_Reading passage_
::::

In April and May 2005, Calgary saw an increase in demand for housing that started to surpass our inventory. Looking back, we can see a change in the composition and rate of increase in the population of Calgary. We had an increase of new Canadians coming to a rich, healthy economy with a lack of workforce. This demand of employees also increased our pay structures, even the most basic employment positions were difficult to fill, bringing wages up. This was also appealing to Canadians from other parts of the country where the economies were not so rosy. This influx of new Calgarians spurted higher demand for housing in the city. Early in 2006, with these forces, in combination with the normal seasonal increases in demand for housing, pushed demand to an all time high. Homes were being bought up the moment they came on the market as the vent up demand had many potential Buyers lining up outside new listings and making rash decisions with a feeding frenzy mentality. Many properties sold for well above list price, driving prices up even further.

This high demand lasted through the summer and early autumn. In the winter of 2006/2007 the market slowed to normalcy as seasonal demand does mellow in the cold months. Prices stabilized from September to January, giving us a reprieve from the frenzied activity. Early in 2007 we saw further increases in value as demand was, again, higher than our inventory. Perhaps many Buyers were afraid the same frenzy would happen as happened the summer before. In July/August of that year our average and median prices peaked.

::::

_Extracted information_
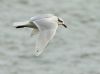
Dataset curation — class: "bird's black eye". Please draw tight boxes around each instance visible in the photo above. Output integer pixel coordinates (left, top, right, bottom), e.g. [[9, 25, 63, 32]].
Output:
[[58, 18, 63, 22]]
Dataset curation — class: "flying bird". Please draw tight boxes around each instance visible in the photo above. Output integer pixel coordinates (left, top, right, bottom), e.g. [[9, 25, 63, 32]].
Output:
[[13, 14, 67, 56]]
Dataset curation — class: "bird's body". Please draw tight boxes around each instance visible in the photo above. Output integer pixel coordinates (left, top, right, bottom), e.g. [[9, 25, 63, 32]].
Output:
[[13, 14, 67, 56]]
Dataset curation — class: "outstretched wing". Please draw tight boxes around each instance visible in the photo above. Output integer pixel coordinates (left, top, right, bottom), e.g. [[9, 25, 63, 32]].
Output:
[[34, 19, 58, 56]]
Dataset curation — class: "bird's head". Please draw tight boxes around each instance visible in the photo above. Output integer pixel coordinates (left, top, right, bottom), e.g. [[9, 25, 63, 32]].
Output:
[[58, 18, 67, 28]]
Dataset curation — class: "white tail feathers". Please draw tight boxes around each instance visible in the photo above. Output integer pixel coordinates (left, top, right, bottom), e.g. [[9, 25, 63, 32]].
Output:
[[13, 21, 29, 28]]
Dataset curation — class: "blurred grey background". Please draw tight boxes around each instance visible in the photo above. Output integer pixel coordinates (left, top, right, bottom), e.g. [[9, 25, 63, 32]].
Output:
[[0, 0, 100, 74]]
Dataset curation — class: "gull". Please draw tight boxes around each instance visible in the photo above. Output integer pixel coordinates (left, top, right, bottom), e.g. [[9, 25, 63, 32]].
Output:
[[13, 14, 67, 56]]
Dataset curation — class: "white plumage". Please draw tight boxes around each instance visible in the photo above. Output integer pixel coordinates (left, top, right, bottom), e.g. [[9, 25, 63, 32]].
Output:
[[13, 14, 67, 56]]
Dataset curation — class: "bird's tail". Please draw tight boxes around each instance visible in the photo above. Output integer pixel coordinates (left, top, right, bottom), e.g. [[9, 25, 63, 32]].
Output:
[[13, 21, 29, 28]]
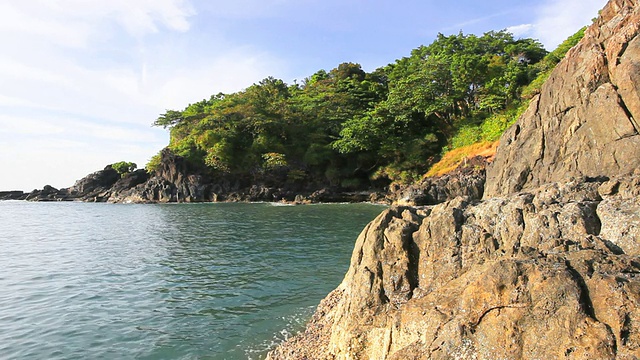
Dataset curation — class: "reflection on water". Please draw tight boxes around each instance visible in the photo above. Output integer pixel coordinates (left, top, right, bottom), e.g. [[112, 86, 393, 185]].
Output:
[[0, 202, 382, 359]]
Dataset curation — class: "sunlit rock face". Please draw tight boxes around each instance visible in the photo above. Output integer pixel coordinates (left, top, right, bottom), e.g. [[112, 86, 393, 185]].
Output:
[[484, 0, 640, 198], [269, 0, 640, 359]]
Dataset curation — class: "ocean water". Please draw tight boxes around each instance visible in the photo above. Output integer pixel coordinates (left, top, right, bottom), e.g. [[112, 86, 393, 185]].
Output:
[[0, 201, 383, 359]]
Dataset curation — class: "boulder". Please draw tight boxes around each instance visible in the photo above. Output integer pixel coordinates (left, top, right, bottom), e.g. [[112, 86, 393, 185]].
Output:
[[268, 0, 640, 360], [269, 176, 640, 359], [484, 0, 640, 198]]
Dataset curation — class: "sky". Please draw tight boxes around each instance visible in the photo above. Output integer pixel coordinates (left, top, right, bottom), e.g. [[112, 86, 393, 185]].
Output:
[[0, 0, 606, 191]]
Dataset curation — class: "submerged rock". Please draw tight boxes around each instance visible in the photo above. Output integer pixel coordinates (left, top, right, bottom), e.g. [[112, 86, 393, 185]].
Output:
[[269, 176, 640, 359]]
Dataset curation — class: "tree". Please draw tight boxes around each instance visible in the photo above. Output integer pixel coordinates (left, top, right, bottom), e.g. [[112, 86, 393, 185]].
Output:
[[111, 161, 138, 176]]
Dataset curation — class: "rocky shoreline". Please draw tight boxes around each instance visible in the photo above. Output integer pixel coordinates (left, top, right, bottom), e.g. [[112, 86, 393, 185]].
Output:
[[0, 149, 487, 205], [267, 0, 640, 360]]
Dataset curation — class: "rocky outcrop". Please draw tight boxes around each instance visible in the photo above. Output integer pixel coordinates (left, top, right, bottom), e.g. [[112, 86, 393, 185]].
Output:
[[0, 190, 28, 200], [485, 0, 640, 197], [268, 0, 640, 360], [386, 156, 488, 206], [270, 173, 640, 359]]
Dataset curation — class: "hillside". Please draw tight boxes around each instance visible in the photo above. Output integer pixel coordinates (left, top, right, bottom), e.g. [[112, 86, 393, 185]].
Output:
[[268, 0, 640, 359]]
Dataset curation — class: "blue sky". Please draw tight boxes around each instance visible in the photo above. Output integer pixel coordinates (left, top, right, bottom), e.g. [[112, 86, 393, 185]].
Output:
[[0, 0, 606, 191]]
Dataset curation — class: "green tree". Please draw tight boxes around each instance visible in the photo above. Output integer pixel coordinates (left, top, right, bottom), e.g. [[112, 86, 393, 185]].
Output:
[[111, 161, 138, 176]]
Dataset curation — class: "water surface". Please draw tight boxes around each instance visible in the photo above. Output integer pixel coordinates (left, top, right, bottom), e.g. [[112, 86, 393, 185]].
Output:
[[0, 201, 382, 359]]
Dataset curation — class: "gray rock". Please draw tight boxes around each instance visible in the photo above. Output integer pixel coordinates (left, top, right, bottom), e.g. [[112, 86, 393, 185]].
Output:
[[484, 0, 640, 198]]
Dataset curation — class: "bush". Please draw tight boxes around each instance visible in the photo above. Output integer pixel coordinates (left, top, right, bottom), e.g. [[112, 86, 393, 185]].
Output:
[[111, 161, 138, 176]]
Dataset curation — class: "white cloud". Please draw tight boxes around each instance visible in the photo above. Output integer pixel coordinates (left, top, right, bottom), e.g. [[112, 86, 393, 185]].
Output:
[[507, 24, 534, 38], [532, 0, 607, 50], [0, 0, 282, 190]]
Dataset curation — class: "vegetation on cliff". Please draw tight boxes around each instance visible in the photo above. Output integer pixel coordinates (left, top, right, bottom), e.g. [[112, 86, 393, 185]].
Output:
[[147, 31, 575, 189], [149, 31, 547, 188]]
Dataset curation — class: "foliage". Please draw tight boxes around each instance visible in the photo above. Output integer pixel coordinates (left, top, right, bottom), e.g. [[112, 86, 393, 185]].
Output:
[[147, 26, 580, 189], [425, 141, 498, 177], [111, 161, 138, 176], [145, 152, 162, 173]]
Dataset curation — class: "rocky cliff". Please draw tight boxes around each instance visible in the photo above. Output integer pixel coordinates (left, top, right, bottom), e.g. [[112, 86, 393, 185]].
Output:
[[268, 0, 640, 359], [21, 149, 384, 203], [270, 174, 640, 359], [485, 0, 640, 197]]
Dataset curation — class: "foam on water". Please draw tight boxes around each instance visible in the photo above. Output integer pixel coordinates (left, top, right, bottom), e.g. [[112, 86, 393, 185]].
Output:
[[0, 202, 380, 360]]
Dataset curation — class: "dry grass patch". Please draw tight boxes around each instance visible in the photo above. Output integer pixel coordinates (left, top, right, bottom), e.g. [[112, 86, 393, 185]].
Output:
[[424, 141, 498, 177]]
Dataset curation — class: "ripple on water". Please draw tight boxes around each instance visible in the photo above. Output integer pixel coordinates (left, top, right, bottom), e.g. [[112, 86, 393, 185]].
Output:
[[0, 202, 380, 359]]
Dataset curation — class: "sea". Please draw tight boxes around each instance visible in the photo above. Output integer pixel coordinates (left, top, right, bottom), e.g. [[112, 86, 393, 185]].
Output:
[[0, 201, 384, 360]]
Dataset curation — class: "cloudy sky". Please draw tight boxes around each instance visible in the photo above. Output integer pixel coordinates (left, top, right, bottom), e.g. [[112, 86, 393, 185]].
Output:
[[0, 0, 606, 191]]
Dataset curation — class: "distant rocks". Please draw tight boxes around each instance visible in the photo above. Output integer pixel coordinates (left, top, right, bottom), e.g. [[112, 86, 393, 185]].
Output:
[[0, 191, 27, 200], [267, 0, 640, 360], [12, 149, 386, 204], [269, 173, 640, 360], [485, 0, 640, 198], [386, 156, 488, 206]]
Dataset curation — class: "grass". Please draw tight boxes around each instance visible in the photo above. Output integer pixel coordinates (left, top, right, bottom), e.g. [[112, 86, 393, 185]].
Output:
[[424, 141, 498, 177]]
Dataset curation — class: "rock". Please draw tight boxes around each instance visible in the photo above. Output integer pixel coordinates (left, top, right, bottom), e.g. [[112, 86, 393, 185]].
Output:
[[387, 156, 488, 206], [268, 0, 640, 360], [387, 171, 485, 206], [25, 185, 66, 201], [67, 165, 121, 199], [269, 176, 640, 359], [484, 0, 640, 198]]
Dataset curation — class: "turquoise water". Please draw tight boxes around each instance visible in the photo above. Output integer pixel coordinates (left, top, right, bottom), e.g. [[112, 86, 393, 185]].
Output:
[[0, 201, 382, 359]]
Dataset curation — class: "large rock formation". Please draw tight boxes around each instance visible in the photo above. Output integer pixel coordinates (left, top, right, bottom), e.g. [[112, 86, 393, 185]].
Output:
[[268, 0, 640, 359], [485, 0, 640, 197], [270, 174, 640, 359]]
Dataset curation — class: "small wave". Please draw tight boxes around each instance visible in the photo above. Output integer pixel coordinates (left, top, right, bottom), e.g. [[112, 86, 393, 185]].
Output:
[[245, 306, 316, 360]]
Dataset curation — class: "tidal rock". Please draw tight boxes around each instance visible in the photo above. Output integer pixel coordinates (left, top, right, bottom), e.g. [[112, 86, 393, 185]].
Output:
[[485, 0, 640, 198], [0, 190, 28, 200], [269, 176, 640, 359]]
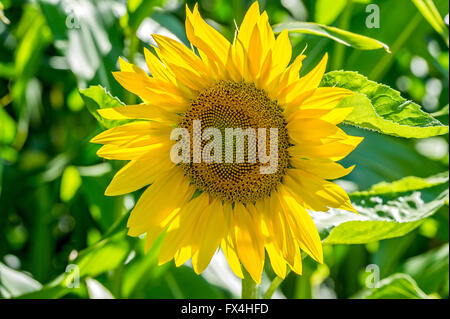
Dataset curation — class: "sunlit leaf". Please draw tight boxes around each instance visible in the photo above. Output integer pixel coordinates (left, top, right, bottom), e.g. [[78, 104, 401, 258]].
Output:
[[357, 274, 430, 299], [80, 85, 127, 128], [401, 243, 449, 293], [60, 166, 81, 202], [273, 22, 389, 52], [321, 71, 448, 138], [412, 0, 449, 46], [0, 108, 16, 145], [86, 278, 114, 299], [0, 262, 42, 298], [311, 172, 449, 244]]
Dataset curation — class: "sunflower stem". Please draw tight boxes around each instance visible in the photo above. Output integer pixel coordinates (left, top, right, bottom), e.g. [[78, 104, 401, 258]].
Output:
[[241, 269, 259, 299]]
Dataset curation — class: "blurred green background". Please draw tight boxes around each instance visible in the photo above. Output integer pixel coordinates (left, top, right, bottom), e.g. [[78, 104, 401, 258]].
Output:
[[0, 0, 449, 298]]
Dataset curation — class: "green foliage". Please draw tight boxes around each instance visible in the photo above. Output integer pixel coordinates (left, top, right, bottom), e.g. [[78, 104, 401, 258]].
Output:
[[358, 274, 430, 299], [273, 22, 389, 52], [80, 85, 126, 128], [322, 71, 448, 138], [313, 173, 449, 244], [0, 0, 449, 298]]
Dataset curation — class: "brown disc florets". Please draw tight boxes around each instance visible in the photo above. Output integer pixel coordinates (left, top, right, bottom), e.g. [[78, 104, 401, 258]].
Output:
[[179, 81, 289, 203]]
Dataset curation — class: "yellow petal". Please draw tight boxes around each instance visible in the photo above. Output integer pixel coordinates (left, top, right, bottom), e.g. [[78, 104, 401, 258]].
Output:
[[192, 200, 226, 274], [232, 203, 264, 283], [285, 169, 356, 212], [221, 236, 244, 279], [127, 167, 195, 236], [97, 104, 181, 125], [278, 187, 323, 263]]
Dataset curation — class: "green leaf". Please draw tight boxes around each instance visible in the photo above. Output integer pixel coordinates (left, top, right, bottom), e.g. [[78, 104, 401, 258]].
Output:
[[355, 274, 430, 299], [0, 108, 17, 145], [80, 85, 128, 128], [401, 243, 449, 293], [273, 22, 390, 52], [60, 166, 81, 203], [312, 172, 449, 244], [412, 0, 449, 46], [86, 278, 114, 299], [321, 71, 448, 138], [0, 262, 42, 298]]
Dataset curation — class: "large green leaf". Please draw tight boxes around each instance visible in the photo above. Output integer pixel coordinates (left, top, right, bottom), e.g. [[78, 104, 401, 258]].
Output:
[[321, 71, 448, 138], [355, 274, 430, 299], [412, 0, 449, 46], [401, 243, 449, 293], [312, 172, 449, 244], [80, 85, 127, 128], [273, 22, 389, 52], [0, 262, 42, 298]]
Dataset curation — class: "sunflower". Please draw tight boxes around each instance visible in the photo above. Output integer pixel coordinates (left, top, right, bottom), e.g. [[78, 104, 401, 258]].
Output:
[[92, 2, 362, 283]]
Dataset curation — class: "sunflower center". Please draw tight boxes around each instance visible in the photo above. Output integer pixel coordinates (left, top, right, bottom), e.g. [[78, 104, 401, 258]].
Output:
[[179, 81, 289, 203]]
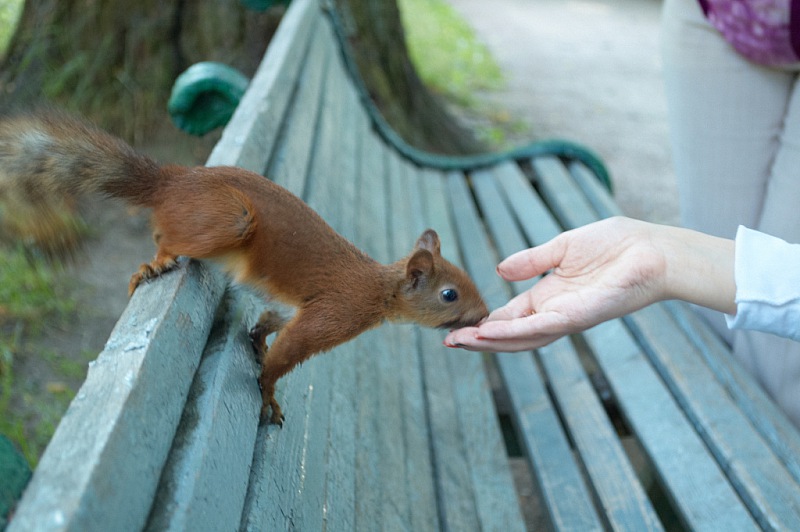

::::

_Objective_
In the passage on Calgary's housing market, when did average and median prices peak?

_Response to the exercise_
In July/August 2007.